**DIRECTIONS FOR THIS TASK**: Print, word for word, the stretch of the article on early medicine and apothecaries that opens with the words containing "By: Justin Russell" and closes with "who treated them?".

By: Justin Russell | February 26, 2015
Here’s something to ponder on: What on earth did pre-Enlightenment (pre 1650’s) people do for medicine? There were no scientifically trained doctors or surgeons, at least not in the sense we think of today. You couldn’t pop into the local chemist and buy a box of pills to relieve pain or fever and the discovery of penicillin was still centuries away. So how were ailments treated, and who treated them?
If you’ve ever seen Romeo and Juliet, you’ll have come across someone called an apothecary. In the play, this character sells Romeo an elixir of death, with which the tragic hero commits suicide. Apothecaries were the forerunners of modern day pharmacists. They were essentially herbalists who, trained in the medicinal uses of plants, used their knowledge to concoct treatments for any Medieval illness you can imagine - everything from Bubonic plague to haemorrhoids.
One of the most famous apothecaries of the later Middle Ages was John Parkinson, herbalist to king Charles I. As founder of the Worshipful Society of Apothecaries, Parkinson was considered one of the last great English herbalists, but he was also a highly knowledgeable gardener, which earned him the reputation as one of the first great English botanists.
In 1640, at the age of 73, the ageing herbalist and plantsman published a book called the Theatrum Botanicum: The Theatre of Plants. This is a monumental work that contains 3800 descriptions of plants and their medicinal uses, runs to 1788 pages, and weighs five kilograms! Parkinson intended for his Theatrum to be a reliable guide for apothecaries, and it became so well regarded that it remained in continual use for more than 100 years after his death. By the 18th century, however, the scientific Enlightenment was gathering pace and Parkinson’s Catholicism put him at odds with the politics of the day. He, and his epic Theatrum, were never reprinted, and all but forgotten.

**DATA SHOWN**:
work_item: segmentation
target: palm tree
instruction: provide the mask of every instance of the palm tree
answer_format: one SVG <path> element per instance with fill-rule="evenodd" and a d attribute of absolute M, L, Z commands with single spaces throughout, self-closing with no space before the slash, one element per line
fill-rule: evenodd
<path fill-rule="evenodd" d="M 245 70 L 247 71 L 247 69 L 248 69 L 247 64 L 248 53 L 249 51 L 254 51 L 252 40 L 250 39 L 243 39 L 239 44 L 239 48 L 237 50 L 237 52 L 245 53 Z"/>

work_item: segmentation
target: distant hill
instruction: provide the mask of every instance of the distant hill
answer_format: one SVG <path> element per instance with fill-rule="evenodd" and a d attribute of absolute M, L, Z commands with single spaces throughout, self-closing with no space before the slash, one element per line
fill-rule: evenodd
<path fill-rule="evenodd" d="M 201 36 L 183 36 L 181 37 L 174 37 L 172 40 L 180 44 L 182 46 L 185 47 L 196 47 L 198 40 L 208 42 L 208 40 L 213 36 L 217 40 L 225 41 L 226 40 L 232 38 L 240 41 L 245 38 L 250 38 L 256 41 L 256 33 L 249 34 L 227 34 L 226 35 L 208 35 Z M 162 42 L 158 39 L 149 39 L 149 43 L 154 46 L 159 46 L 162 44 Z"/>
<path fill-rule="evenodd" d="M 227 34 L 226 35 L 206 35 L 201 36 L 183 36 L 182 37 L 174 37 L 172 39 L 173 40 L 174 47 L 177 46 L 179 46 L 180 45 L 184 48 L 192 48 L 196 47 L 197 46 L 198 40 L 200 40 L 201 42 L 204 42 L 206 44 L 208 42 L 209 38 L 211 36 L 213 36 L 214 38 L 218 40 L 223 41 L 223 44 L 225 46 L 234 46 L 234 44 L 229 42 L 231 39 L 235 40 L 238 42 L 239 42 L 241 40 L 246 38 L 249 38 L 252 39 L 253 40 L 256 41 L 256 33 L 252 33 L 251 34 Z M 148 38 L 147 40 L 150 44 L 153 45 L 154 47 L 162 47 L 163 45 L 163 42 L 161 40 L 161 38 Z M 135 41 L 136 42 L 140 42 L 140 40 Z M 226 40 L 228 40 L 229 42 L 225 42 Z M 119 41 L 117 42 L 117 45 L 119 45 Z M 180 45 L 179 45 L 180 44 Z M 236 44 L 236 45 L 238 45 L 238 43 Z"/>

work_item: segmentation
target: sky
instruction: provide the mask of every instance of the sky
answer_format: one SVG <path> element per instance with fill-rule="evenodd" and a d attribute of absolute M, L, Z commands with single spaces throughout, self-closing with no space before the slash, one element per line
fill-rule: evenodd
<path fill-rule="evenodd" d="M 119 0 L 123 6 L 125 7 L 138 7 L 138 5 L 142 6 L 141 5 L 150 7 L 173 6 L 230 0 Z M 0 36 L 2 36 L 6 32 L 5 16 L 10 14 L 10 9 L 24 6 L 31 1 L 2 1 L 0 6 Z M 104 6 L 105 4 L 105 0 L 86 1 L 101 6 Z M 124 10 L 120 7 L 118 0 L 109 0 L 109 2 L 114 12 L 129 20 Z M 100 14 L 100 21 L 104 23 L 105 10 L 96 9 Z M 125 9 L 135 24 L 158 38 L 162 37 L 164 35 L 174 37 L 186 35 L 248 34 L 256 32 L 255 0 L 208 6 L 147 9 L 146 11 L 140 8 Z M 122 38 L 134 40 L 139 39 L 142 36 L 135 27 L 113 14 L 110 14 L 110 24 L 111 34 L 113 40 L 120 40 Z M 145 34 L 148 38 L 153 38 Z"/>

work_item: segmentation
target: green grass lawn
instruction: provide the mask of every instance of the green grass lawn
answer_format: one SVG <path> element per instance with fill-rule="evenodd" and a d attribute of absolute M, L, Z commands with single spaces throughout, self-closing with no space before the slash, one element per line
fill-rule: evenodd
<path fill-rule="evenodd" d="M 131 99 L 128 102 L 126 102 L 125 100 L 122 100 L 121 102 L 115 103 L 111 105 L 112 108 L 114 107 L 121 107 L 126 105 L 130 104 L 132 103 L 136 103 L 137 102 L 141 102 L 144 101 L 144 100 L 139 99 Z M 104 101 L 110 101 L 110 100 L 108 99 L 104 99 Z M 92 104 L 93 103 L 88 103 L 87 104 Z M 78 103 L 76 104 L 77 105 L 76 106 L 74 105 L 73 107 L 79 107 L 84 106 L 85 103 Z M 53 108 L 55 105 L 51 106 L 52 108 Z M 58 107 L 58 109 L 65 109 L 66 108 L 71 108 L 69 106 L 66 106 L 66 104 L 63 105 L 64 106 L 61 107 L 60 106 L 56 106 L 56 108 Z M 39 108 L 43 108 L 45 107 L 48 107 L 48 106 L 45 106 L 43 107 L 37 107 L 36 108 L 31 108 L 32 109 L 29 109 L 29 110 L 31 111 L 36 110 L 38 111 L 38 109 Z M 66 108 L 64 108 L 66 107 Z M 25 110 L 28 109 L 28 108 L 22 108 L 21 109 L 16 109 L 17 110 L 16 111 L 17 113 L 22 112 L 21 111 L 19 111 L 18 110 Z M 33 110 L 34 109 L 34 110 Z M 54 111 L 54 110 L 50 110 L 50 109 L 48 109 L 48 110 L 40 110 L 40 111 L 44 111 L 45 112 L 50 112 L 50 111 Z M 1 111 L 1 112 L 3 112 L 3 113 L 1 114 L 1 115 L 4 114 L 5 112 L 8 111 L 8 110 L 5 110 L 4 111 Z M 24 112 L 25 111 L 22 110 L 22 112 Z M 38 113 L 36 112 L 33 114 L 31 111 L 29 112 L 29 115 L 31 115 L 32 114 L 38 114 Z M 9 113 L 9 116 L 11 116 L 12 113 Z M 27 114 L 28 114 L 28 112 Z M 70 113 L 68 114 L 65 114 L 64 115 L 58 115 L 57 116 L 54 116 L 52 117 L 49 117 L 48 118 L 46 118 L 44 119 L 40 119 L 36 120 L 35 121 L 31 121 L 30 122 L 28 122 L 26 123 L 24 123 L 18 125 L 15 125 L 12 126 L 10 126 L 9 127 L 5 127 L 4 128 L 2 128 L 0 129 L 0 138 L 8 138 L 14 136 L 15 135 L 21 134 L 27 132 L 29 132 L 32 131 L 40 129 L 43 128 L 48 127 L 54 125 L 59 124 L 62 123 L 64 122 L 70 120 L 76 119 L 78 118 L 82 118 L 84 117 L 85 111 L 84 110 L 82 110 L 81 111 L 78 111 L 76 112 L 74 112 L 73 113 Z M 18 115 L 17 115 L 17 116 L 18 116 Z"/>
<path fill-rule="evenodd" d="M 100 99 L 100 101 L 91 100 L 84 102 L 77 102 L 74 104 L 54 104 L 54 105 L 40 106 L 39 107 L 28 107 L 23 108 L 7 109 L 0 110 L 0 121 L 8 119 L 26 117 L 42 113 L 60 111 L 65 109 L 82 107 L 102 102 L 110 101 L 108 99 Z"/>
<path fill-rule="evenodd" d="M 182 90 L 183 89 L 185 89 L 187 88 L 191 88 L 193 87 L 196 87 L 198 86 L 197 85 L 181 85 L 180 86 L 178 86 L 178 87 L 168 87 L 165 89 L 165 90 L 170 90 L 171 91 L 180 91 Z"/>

**YOUR RESPONSE**:
By: Justin Russell | February 26, 2015
Here’s something to ponder on: What on earth did pre-Enlightenment (pre 1650’s) people do for medicine? There were no scientifically trained doctors or surgeons, at least not in the sense we think of today. You couldn’t pop into the local chemist and buy a box of pills to relieve pain or fever and the discovery of penicillin was still centuries away. So how were ailments treated, and who treated them?